> **WHAT TO DO**:
Nothing other than the lines from the one containing "of the asphalt" through the close of the entries below should be printed, each exactly.

Referring expression pointing data:
[Start of Attachment]

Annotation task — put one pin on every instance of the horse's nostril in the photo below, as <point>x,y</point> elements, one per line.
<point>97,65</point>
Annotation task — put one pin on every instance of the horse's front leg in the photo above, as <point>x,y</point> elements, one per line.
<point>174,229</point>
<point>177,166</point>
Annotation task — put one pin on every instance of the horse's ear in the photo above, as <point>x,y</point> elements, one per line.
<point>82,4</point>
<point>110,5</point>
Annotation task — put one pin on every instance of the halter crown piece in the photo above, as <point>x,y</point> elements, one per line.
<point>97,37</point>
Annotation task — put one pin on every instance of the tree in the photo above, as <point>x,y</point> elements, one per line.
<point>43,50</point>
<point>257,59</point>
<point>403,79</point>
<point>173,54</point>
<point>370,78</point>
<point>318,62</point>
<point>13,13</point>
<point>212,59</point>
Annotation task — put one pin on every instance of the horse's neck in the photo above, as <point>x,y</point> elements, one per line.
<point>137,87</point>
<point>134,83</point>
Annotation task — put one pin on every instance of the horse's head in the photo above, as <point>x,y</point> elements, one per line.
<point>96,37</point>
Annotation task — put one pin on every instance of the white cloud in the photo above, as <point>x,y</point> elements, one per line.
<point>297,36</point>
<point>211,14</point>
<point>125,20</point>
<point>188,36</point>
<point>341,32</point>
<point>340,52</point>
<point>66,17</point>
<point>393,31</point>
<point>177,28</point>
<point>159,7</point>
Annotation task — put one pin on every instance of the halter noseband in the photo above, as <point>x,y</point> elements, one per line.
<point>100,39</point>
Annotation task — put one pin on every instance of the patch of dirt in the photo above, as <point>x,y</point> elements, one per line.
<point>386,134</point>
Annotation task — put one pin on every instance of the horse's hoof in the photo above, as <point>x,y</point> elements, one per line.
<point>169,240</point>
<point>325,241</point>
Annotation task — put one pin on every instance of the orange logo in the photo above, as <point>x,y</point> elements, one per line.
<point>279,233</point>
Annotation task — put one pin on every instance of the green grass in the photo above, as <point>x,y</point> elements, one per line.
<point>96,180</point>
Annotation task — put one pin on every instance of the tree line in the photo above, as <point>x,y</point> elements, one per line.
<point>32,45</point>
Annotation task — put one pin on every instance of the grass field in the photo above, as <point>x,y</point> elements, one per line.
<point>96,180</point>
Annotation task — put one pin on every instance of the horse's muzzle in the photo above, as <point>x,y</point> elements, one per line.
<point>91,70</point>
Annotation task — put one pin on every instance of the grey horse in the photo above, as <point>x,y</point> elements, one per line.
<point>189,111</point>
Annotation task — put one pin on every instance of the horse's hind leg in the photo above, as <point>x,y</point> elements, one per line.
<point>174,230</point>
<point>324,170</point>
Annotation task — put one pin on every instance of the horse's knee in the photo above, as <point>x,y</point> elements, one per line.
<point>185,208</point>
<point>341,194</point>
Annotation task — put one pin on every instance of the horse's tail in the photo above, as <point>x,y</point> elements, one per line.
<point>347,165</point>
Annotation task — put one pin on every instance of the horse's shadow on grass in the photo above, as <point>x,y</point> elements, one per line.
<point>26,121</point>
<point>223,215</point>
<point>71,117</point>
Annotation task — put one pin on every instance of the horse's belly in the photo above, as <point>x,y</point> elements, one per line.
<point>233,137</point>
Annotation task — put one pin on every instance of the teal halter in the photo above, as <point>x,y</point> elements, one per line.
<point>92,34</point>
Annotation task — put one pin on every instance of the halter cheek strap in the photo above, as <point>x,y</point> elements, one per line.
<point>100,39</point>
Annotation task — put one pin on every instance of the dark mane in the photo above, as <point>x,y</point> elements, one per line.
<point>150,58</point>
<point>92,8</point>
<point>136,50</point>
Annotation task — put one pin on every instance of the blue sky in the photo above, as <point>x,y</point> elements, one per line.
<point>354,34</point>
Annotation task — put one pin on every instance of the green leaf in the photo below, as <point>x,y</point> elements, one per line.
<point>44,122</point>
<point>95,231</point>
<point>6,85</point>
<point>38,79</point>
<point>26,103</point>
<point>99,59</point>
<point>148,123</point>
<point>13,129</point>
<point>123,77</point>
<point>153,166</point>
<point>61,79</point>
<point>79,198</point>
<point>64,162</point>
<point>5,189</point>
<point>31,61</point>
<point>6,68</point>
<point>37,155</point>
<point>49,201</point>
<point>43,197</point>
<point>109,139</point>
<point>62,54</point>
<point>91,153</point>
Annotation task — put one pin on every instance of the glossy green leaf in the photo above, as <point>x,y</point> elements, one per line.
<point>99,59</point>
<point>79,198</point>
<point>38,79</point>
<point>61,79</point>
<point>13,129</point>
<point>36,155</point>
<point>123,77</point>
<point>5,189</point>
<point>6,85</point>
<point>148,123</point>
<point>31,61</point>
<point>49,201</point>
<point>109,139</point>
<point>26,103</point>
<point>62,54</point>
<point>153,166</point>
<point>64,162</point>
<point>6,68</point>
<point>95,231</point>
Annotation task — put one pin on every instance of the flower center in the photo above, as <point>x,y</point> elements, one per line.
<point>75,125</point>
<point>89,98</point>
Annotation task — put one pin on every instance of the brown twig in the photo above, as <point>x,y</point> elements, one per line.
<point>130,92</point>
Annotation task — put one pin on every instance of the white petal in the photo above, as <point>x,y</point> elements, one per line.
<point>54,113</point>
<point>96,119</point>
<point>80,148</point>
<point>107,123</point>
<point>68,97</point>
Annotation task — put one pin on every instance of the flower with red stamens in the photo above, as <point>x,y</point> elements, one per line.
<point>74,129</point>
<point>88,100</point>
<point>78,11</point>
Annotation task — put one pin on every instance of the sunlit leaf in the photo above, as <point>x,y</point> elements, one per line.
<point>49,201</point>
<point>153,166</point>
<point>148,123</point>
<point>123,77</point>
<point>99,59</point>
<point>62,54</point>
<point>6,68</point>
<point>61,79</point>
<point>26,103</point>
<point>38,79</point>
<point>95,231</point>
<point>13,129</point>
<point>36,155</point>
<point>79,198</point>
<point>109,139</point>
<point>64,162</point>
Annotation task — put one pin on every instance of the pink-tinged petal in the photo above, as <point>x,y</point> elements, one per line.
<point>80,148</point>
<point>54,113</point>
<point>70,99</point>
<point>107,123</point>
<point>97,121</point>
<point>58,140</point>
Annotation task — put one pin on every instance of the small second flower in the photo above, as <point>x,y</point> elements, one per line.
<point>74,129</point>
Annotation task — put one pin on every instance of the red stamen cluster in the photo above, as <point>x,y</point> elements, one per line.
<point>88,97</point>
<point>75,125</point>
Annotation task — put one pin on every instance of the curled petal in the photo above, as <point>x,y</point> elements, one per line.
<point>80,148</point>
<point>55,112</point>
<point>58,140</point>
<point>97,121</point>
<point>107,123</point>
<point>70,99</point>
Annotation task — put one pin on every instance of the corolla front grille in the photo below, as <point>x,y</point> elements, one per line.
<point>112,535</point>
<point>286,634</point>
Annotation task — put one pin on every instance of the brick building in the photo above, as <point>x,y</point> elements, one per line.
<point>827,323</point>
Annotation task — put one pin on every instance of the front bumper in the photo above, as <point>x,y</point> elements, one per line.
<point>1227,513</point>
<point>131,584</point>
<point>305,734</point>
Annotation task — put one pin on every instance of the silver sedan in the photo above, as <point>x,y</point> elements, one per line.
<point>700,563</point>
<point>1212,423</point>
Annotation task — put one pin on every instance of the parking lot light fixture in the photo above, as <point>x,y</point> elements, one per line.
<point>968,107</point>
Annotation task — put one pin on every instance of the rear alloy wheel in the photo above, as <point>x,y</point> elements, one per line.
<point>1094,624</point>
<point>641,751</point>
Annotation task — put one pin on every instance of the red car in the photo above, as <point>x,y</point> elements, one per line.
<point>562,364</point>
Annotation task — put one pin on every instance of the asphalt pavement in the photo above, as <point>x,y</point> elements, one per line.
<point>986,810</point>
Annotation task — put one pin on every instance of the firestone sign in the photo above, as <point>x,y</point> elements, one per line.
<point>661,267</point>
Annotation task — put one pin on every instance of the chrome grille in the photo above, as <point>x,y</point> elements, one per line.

[End of Attachment]

> **EXPECTED ANSWER**:
Annotation task — put one pin on every instance of the asphalt pavement in the photo above, as <point>x,y</point> elements, one per line.
<point>986,810</point>
Annotation task — put one pin on every instance of the firestone sign in the photo above, as <point>x,y</point> elements, one per line.
<point>661,267</point>
Annotation task — put one pin on every instance of the chrome grille in the photo above, as <point>x,y</point> elements, one per line.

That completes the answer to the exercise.